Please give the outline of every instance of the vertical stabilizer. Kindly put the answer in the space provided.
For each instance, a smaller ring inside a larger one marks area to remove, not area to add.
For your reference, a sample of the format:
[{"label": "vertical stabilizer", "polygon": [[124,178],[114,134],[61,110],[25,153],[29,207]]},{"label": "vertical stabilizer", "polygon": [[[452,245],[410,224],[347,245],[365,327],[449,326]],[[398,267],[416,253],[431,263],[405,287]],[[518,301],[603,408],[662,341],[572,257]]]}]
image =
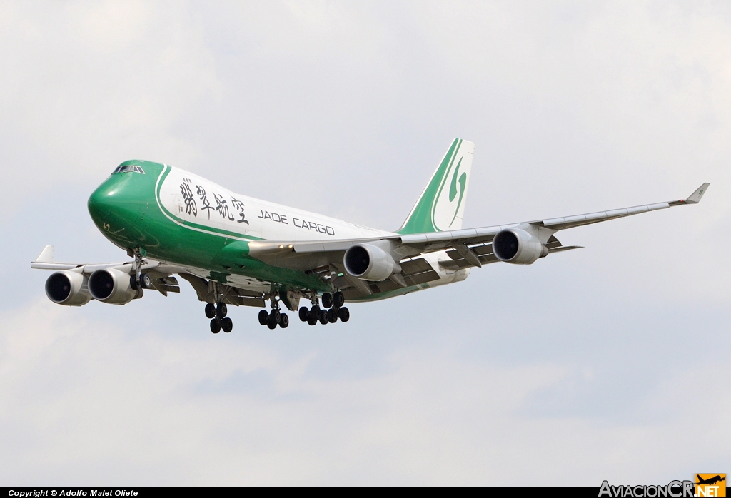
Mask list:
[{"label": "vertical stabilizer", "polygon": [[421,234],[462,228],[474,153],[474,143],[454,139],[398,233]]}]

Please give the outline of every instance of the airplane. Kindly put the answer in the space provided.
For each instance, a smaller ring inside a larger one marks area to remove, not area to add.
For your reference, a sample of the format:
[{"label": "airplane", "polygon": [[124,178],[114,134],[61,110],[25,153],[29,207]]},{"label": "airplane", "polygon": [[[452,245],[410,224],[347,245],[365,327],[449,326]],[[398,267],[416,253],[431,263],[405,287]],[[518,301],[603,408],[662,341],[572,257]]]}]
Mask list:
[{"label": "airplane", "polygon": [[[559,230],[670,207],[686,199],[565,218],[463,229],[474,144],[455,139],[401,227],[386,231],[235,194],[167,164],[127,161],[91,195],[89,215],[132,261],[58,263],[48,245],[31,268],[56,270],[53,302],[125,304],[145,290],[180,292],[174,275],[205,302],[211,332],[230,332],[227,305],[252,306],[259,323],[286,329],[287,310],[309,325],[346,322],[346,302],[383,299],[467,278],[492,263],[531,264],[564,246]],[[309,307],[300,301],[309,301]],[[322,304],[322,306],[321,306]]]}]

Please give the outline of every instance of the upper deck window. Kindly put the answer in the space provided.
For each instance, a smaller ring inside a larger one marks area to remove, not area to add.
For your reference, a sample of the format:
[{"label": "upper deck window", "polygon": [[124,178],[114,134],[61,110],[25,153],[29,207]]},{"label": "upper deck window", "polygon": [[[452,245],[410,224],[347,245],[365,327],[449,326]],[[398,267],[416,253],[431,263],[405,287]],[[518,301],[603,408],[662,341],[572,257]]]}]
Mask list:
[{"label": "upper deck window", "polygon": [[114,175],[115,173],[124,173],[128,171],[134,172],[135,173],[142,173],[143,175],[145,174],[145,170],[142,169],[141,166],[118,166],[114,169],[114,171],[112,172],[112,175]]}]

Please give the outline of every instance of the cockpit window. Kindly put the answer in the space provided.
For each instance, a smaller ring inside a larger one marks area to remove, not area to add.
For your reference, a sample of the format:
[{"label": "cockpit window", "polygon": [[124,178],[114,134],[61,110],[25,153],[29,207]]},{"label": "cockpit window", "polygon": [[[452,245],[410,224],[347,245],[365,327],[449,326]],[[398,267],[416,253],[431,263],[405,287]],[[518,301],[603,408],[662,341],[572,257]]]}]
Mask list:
────────────────
#### [SET EXERCISE]
Each line of the data is to be duplicated exactly; pictures stay out of the copy.

#### [ANSWER FOR THIS EXERCISE]
Please give the outline of every instance of the vertical stabilizer. Kindly put the answer in the space provided.
For each instance, a smaller ring inside a larger one marks area to remove, not area to add.
For your reference, a sample of the format:
[{"label": "vertical stabilizer", "polygon": [[124,178],[114,134],[61,110],[25,153],[29,207]]},{"label": "vertical stabilizer", "polygon": [[[452,245],[410,224],[347,245],[365,327],[449,326]],[[398,267],[416,253],[431,263],[405,287]],[[518,301],[603,408],[662,341],[572,257]]]}]
image =
Mask list:
[{"label": "vertical stabilizer", "polygon": [[421,234],[462,228],[474,153],[474,143],[454,139],[398,233]]}]

Please give the outline of every instance of the airplane. Kindly put the answer in the space provided.
For each instance, a smaller ring inside a larger one marks area to remove, not area to add.
For your reference, a sample of the format:
[{"label": "airplane", "polygon": [[124,178],[114,134],[61,110],[25,153],[29,207]]},{"label": "airplane", "polygon": [[[452,245],[410,224],[347,245],[365,327],[449,326]],[[398,267],[416,253],[431,263],[405,287]],[[518,301],[603,408],[662,341],[572,257]]]}]
Mask list:
[{"label": "airplane", "polygon": [[[559,230],[670,207],[686,199],[565,218],[463,229],[474,144],[455,139],[401,227],[386,231],[235,194],[167,164],[127,161],[91,195],[89,215],[132,261],[58,263],[48,245],[31,268],[56,270],[53,302],[125,304],[145,290],[180,292],[174,275],[205,302],[211,332],[230,332],[227,305],[252,306],[259,323],[286,329],[287,310],[309,325],[346,322],[346,302],[383,299],[467,278],[492,263],[531,264],[564,246]],[[309,307],[300,301],[309,301]],[[322,304],[322,306],[321,306]]]}]

Please give the outline of every instance of the upper deck window. Kindly put the answer in the space provided.
For each instance, a smaller ring inside a larger one marks area to remove, not area to add.
For your reference, a sample of the format:
[{"label": "upper deck window", "polygon": [[124,178],[114,134],[61,110],[25,153],[29,207]]},{"label": "upper deck window", "polygon": [[[452,245],[410,224],[347,245],[365,327],[449,326]],[[398,267],[416,253],[431,263],[405,287]],[[518,301],[603,408],[662,341],[572,257]]]}]
Mask list:
[{"label": "upper deck window", "polygon": [[114,175],[115,173],[124,173],[128,171],[134,172],[135,173],[142,173],[143,175],[145,174],[145,170],[142,169],[141,166],[118,166],[114,169],[114,171],[112,172],[112,175]]}]

Please give the outline of every instance of the cockpit window. Kindly put the answer in the space provided.
For each instance, a smaller ring inside a larger one marks area to remove, not area to add.
For your reference, a sample of the format:
[{"label": "cockpit window", "polygon": [[124,178],[114,134],[61,110],[25,153],[29,207]]},{"label": "cockpit window", "polygon": [[[452,245],[410,224],[347,245],[365,327],[449,326]],[[398,267],[416,253],[431,263],[405,287]],[[518,301],[603,408],[662,341],[572,257]]]}]
Mask list:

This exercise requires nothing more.